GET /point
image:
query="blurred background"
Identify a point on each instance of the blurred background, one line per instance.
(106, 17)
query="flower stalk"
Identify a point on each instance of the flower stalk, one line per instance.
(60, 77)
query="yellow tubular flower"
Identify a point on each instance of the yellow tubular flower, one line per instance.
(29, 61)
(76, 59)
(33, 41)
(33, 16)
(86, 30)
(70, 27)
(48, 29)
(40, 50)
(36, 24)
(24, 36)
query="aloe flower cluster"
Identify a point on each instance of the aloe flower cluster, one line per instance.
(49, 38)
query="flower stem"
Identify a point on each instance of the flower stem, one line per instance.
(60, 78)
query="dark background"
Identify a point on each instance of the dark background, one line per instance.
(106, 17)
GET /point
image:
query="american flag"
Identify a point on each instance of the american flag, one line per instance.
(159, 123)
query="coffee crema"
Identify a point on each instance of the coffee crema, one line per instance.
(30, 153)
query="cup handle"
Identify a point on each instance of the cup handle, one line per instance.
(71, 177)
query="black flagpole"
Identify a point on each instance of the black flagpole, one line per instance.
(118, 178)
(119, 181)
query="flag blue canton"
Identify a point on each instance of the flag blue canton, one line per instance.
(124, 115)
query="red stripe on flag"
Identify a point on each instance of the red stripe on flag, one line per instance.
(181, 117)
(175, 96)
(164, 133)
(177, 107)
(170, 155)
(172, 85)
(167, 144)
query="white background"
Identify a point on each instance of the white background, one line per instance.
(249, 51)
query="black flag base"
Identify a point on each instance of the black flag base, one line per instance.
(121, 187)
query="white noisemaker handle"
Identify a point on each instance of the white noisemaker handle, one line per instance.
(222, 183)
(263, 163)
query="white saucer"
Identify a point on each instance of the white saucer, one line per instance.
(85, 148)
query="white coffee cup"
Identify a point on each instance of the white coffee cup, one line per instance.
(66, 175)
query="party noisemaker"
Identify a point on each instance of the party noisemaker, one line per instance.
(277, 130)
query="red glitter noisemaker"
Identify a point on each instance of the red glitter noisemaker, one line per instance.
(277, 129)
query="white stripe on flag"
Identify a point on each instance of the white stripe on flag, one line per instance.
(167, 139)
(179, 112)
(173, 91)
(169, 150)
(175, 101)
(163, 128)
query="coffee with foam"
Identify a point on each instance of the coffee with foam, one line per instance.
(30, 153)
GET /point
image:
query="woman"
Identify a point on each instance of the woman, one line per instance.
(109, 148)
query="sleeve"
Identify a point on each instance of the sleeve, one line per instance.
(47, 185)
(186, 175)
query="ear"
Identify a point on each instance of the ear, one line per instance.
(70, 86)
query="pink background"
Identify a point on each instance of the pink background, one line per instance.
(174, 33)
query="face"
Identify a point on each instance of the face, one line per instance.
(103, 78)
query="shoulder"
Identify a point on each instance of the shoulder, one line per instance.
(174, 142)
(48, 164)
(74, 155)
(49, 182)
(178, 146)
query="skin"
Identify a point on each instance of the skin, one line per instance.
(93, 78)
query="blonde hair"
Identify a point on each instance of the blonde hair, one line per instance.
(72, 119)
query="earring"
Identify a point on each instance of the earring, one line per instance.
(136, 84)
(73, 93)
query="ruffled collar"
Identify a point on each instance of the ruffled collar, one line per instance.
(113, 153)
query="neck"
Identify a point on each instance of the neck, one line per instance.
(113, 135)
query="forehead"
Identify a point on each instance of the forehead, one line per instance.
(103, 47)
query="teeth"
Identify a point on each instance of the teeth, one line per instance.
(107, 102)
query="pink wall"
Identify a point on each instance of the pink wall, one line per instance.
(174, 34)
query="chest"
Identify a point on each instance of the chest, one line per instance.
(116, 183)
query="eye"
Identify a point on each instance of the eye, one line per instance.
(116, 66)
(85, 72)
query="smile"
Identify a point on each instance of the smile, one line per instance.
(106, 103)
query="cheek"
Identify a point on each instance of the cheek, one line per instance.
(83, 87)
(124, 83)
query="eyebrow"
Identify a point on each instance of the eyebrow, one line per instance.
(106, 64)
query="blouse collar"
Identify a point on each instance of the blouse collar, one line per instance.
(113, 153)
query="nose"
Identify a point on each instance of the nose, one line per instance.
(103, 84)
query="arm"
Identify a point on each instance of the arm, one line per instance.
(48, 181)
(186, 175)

◆ ◆ ◆ ◆

_YOUR TASK_
For each line in the data, set it down again exactly.

_TASK RESPONSE_
GET /point
image:
query="blurred background"
Identify a point on each instance of the blurred background, one line per instance.
(106, 17)
query="flower stalk"
Identify a point on each instance of the flower stalk, one line per instance.
(60, 77)
query="yellow tubular flower"
Identify a point on each instance of the yellow tubular flower, one line per instance.
(29, 61)
(76, 59)
(33, 41)
(33, 16)
(86, 30)
(70, 27)
(48, 29)
(40, 50)
(36, 24)
(24, 36)
query="aloe flower cluster"
Identify a point on each instance of the aloe flower cluster, one line per instance.
(49, 38)
query="flower stem"
Identify a point on each instance of the flower stem, one line per instance.
(60, 78)
query="dark background"
Identify a point on each instance of the dark background, one line per instance.
(106, 17)
GET /point
image:
query="american flag"
Identify a point on each instance of the american flag, one line per instance.
(159, 123)
query="coffee crema"
Identify a point on each instance of the coffee crema, one line per instance.
(30, 153)
query="cup handle"
Identify a point on each instance of the cup handle, one line per instance.
(71, 177)
query="black flagpole"
Identify a point on each instance of the black flagpole, one line per instance.
(118, 178)
(119, 181)
query="flag blue canton"
Identify a point on each instance of the flag blue canton, one line per instance.
(124, 115)
query="red stripe on flag"
Identify a point on each instance of the red stripe on flag, one line per instance.
(181, 117)
(175, 96)
(164, 133)
(177, 107)
(170, 155)
(172, 85)
(167, 144)
query="white background"
Identify a point on each instance of the white background, one line per instance.
(249, 51)
query="black flag base"
Identify a point on each instance of the black flag base, one line per instance.
(121, 187)
query="white noisemaker handle"
Identify a point on each instance of the white noisemaker handle, one line per instance.
(222, 183)
(263, 163)
query="white saucer"
Identify a point on each instance of the white saucer, one line per instance.
(85, 148)
query="white coffee cup"
Identify a point on each instance of the white coffee cup, one line per instance.
(66, 175)
query="party noisemaker"
Identify a point on each instance of the party noisemaker, one line per instance.
(277, 130)
query="red glitter noisemaker"
Identify a point on each instance of the red glitter noisemaker, one line per instance.
(277, 129)
query="white stripe on flag"
Identify a point on each instance of the white stripe on flag, one line per instance.
(167, 139)
(179, 112)
(173, 91)
(169, 150)
(175, 101)
(163, 128)
query="coffee with foam"
Identify a point on each instance of the coffee with foam, one line per instance.
(30, 153)
GET /point
image:
query="woman"
Identify a point on each instance of the woman, one line per instance.
(109, 148)
query="sleeve"
Identify a point on each instance of the sleeve, one line per instance.
(47, 185)
(186, 175)
query="ear"
Identify a point on each instance of the ear, one line per instance.
(70, 86)
query="pink background"
Identify a point on each instance of the pink background, one line per instance.
(174, 33)
query="face"
Identify a point on each instance of the face, one line per instance.
(103, 78)
query="shoulder"
Identify a point on each instance of the shoulder, one line per instance.
(174, 142)
(48, 164)
(74, 155)
(49, 182)
(178, 146)
query="skin"
Identify a point on each instance of the skin, one line per instance.
(93, 78)
query="blonde hair"
Identify a point on each instance of the blonde hair, one line per instance.
(72, 119)
query="earring"
Identify a point on each instance of the earring, one line per instance.
(136, 84)
(73, 93)
query="ruffled collar"
Identify a point on each instance of the ruffled collar, one line per instance.
(113, 153)
query="neck"
Identify a point on each instance of the neck, one line per instance.
(113, 135)
query="forehead"
Identify a point on each instance of the forehead, one line per instance.
(103, 47)
query="teeth"
Identify a point on each instance of the teeth, one line per instance.
(107, 102)
query="pink wall"
Identify a point on each instance of the pink wall, one line per instance.
(174, 34)
query="chest"
Identify a point on each instance of the chest, one line per instance.
(116, 183)
query="eye"
Identify a point on each instance of the eye, one line per instance.
(116, 66)
(85, 72)
query="smile"
Identify a point on each instance of the smile, one line per instance.
(106, 103)
query="cheek"
Identify a point on each instance of the cheek, one line per instance.
(83, 87)
(124, 83)
query="eyebrow"
Identify a point on each instance of the eyebrow, one line per instance.
(106, 64)
query="blouse collar"
Identify a point on each instance of the blouse collar, one line per instance.
(113, 153)
query="nose"
Identify a point on each instance of the nose, one line per instance.
(103, 84)
query="arm"
Identify a point on each instance of the arm, one line per instance.
(48, 181)
(186, 175)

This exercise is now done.